Gürcülerin askerî hizmetinde bulunan Kıpçaklardan bir kısmının Müslümanlığı kabul ederek güneye Selçuklu ülkesine girdikleri ve Musul havalisinde mahalli bir idare teşkil ettikleri anlaşılıyor. Burada zikredilen uzak ve yakın ülkelerdeki Türkmenlerden kasıt ise İslâmlaşmış Kıpçaklar olmalıdır. Aslında Türkmen ıstılahının kullanımına baktığımızda Müslüman olan Türk boylarına bu adın verildiği bilinmektedir. XI.

asırdan itibaren İslâmlaşan Oğuzlara bu ad verildiğine göre, keza aynı şekilde İslâmlaşan Kıpçaklara da bir üst kimlik olmak üzere Türkmen denilmiş olmalıdır. Yukarıdaki hadisede değişmeyen sadece başlarında bulunan beyin ismi olan ya da menşeini ifade eden Kıpçak adıdır.

Müslüman olan Kıpçaklardan atabeg-i azam unvanına sahip olmuş ve mahalli bir devlet kurmuş olan beylerden birisi de İldeniz’dir. İldeniz aslen Kıpçak Türklerinden olup, Irak Selçuklu hükümdârı Mahmûd (1117-1131)’un vezîri es-Sümeyremî’nin memlûku idi. Sümeyremî’nin 516 yılı Safer ayı sonunda (9 Mayıs 1122) Batınîler tarafından Bağdâd’da katli üzerine önce Sultân Mahmûd’a intikal etmiş, sonra Sultân Mesûd (1132-1152)’un hizmetine girmiş, kısa zamanda yükselerek Arrân ve Şirvân valiliğini elde etmiştir51. Atabeg İldeniz, Gürcü ordularını 1163, 1167 ve 1175’de üç defa bozguna uğratmıştır52. Kaynaklarda açıkça zikredilmemekle birlikte bu Gürcü kuvvetlerinin içerisinde Kıpçak birliklerinin bulunduğu muhakkaktır.

**Kayıtlı Veriler:**

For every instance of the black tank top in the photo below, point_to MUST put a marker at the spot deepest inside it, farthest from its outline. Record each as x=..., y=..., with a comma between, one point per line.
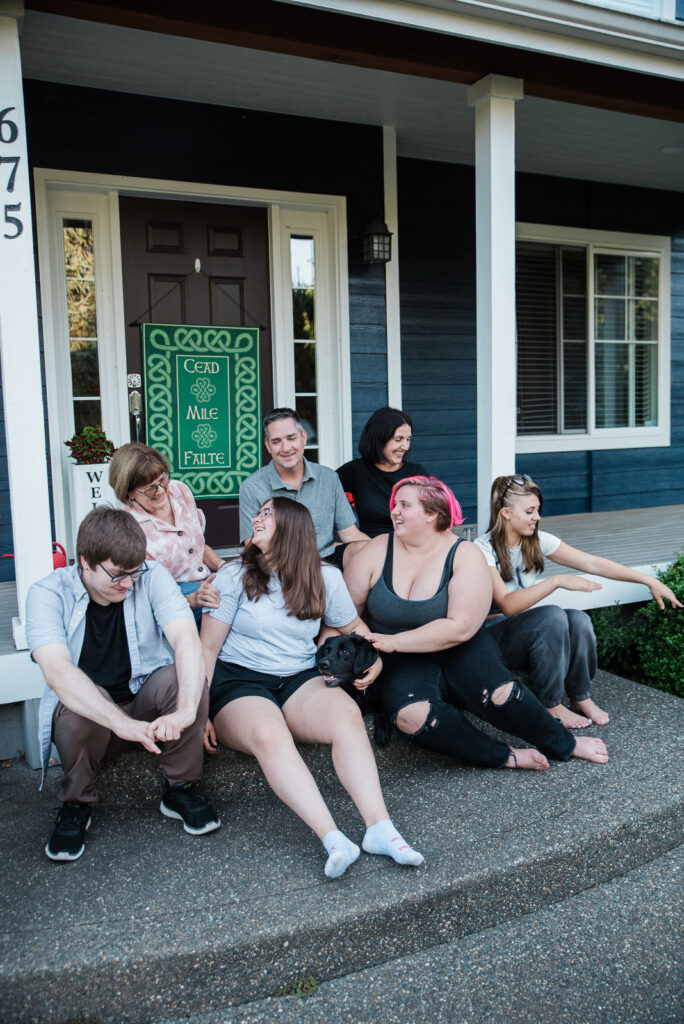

**Çözülecek Soru:**
Müslüman olan Kıpçaklar ve Atabeg İldeniz hakkındaki metni, son cümlesinden sonra gelecek şekilde sürdürün.

**Görevin Cevabı:**
Gürcistan Kralı III. Giorgi (1156-1184), kendisinin kral olmasında en büyük rolü oynayan Kıpçak Kubasar’ı ordusunun başkumandanlığına tayin etmiş ve ölümüne kadar bu böyle devam etmiştir. Hiç oğlu olmayan kral, 1178 yılında kızı Thamara (1184-1214)’yı kraliçe ilan edip, başkumandan Kubasar’ın ve diğer devlet ileri gelenlerin biatini aldı. Kral III. Giorgi öldüğünde, silahçıbaşı olan Kutluğ Arslan adında diğer bir Kıpçak beyi Tiflis yakınlarındaki İsan ovasında çadırlarını kurarak isyan etti. Bunun üzerine Kraliçe Thamara onu derhal tutuklattı. Fakat, Kıpçak oldukları anlaşılan Kutluğ’un askerleri ve işbirlikçileri ayaklanınca, kraliçe onu affetmek ve serbest bırakmak zorunda kaldı.. Bu olaydan sonra Kutluğ Arslan’ın devlet işlerine hâkim olduğu anlaşılıyor53.

51 İbnü’l-Esîr, X, s. 475, XI, s. 312; El-Hüseynî, s. 138; Mirza Bala, “İl-Deniz”, İA (MEB), V/II, s.

961; F. Kırzıoğlu, s. 124.

52 Robert W. Thomson, The Historical Compilation of Vardan Arewelc'i, Dumbarton Oaks Papers 1989 (rbedrosian.com), s. 76.

53 Brosset, s. 3358, 363 vd; Kırzıoğlu, s. 131 vd.

(17)

121

Gürcistan’a ikinci Kıpçak göçü: Yeni Kıpçaklar-Selçuklu ilişkileri

Bu yıllarda Kıpçakların Karadeniz’in kuzeyinde Güney Rusya steplerinde parlak bir tarihlerinin olduğu Rus yıllıklarının verdiği bilgilerden anlaşılmaktadır. Buna göre, 1174’de Kıpçaklar Kobyak ve Konçak adlı başbuğların idaresinde Preyeslav’a hücum ettiler ve 1177’de Berendîlerin altı şehrini alarak, Rostovtsev yakınlarında Rus alaylarını mağlup ederek, pek çok esir aldılar. Rus yıllığı, Konçak’ın yanında ateşli silah atan bir asker ile kendi kendine atılan otomatik okların bulunduğunu, bir okun elli askere karşılık geldiğini belirtiyor. Bu ateşli silahın mahiyeti tam olarak bilinmiyor. Buna rağmen 1186’dan itibaren Ruslar Kıpçakları püskürtmeye başlamış ve bundan dolayı Kıpçakların Kafkaslara ve Gürcistan’a ikinci büyük göçü gerçekleşmiştir54. Brosset’in, Kıpçakları eski ve yeni Kıpçaklar olarak adlandırması, bu yeni gelenleri II. David zamanında gelenlerden ayırt etmek içindir55.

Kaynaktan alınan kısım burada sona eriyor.